▸ **WHAT IS ASKED**
Print all the data, keeping every line exactly as it is.
———
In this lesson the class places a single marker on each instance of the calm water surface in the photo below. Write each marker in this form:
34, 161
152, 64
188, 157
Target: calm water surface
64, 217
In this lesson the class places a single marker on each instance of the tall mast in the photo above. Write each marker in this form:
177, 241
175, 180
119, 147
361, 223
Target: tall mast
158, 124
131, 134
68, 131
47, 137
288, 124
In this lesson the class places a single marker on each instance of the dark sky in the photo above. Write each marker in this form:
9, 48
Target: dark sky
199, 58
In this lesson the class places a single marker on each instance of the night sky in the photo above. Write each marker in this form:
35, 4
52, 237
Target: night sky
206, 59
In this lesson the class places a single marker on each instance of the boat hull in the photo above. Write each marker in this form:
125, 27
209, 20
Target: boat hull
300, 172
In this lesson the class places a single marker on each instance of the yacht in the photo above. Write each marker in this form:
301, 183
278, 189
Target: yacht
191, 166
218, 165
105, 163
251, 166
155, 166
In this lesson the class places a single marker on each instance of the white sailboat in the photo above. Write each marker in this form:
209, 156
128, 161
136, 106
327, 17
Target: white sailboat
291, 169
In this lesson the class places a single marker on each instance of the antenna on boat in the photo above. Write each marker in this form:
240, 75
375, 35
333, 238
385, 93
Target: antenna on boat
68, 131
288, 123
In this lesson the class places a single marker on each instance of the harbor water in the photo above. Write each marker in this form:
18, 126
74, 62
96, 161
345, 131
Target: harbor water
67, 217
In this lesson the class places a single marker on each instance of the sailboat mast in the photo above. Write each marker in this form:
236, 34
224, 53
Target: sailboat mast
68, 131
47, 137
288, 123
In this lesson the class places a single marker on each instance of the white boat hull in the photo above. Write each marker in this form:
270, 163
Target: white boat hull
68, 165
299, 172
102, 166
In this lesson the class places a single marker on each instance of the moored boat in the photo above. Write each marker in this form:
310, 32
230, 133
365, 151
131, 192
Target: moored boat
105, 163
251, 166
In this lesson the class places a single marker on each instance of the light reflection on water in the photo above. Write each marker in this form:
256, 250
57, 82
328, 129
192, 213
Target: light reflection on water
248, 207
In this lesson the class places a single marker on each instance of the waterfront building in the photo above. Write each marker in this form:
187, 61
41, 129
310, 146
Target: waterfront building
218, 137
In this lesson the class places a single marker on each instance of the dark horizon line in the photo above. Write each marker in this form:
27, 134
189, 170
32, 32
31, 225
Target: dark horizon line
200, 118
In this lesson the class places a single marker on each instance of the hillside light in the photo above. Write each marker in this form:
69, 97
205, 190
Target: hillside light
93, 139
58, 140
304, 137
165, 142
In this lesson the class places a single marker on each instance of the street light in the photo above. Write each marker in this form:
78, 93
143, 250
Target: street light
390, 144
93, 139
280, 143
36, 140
———
▸ **ANSWER BELOW**
In this lesson the class places a single marker on each instance of the calm water surface in the photo below. Write each marker in this form:
34, 161
152, 64
188, 157
Target: calm water surface
64, 217
In this lesson the class places a single marker on each instance of the tall mast in the photo above. Write each marker in this form:
177, 241
175, 180
119, 147
361, 223
Target: tall mast
158, 124
131, 134
68, 131
47, 137
288, 124
In this lesson the class places a single marker on each instance of the dark sky in the photo above. Write each marker in this form:
9, 48
Target: dark sky
199, 58
In this lesson the class places a single marker on each instance of the night sky in the photo above. Write each marker in this form:
35, 4
52, 237
Target: night sky
206, 59
In this lesson the class places a single marker on each instance of the boat hull in the photo above. Write each marker in this form:
125, 27
209, 20
Target: boat hull
300, 172
In this lesson the class places a single marker on each instance of the yacht in the photo above. Write each marker in this form:
301, 183
278, 189
Target: yacht
191, 166
218, 165
105, 163
251, 166
155, 166
In this lesson the class places a single marker on each instance of the white sailboat in the photo above. Write each marker in this form:
209, 156
128, 161
136, 106
327, 17
Target: white sailboat
291, 169
In this lesson the class places a single marker on each instance of the antenna on boat in the photo above. Write each marker in this form:
240, 75
375, 35
333, 238
385, 93
Target: antenna on boat
68, 131
288, 123
In this lesson the class places a single marker on each instance of the harbor water in the photo above. Write each marker in this form:
18, 126
74, 62
96, 161
345, 131
Target: harbor water
67, 217
In this lesson the class places a single marker on each instance of the sailboat mast in the photo above. Write each marker in this form:
236, 34
224, 53
Target: sailboat mast
68, 131
47, 137
288, 123
In this lesson the class places a single marker on each instance of the white boat hull in the photo above. Write each marker in this form:
270, 163
Target: white boat hull
68, 165
299, 172
102, 166
In this lesson the class places a single marker on each instance of the moored boat in the photo above. Write each marker in this form:
310, 32
230, 133
365, 151
131, 192
Target: moored boat
105, 163
251, 166
In this lesson the class places a single marker on each instance of the light reflection on water in the photo above. Write each marker in this form:
256, 250
57, 82
328, 129
192, 213
Target: light reflection on water
248, 207
In this lesson the class places a single marker on each instance of the waterfront building in the photo above. Write each marker in this form:
187, 61
41, 129
310, 146
Target: waterfront building
218, 137
In this lesson the class places a single marker on each instance of the dark horizon line in the photo above. Write each marker in this form:
27, 134
189, 170
32, 32
31, 225
Target: dark horizon line
200, 118
In this lesson the class places a single marker on each instance of the hillside light in the photo above. Write each marker in this form:
69, 97
205, 190
Target: hillside light
93, 139
58, 140
304, 137
165, 142
In this lesson the class places a single marker on each instance of the street light in the photo above. Write each marker in this form:
78, 93
143, 250
Target: street light
390, 144
93, 139
280, 143
36, 140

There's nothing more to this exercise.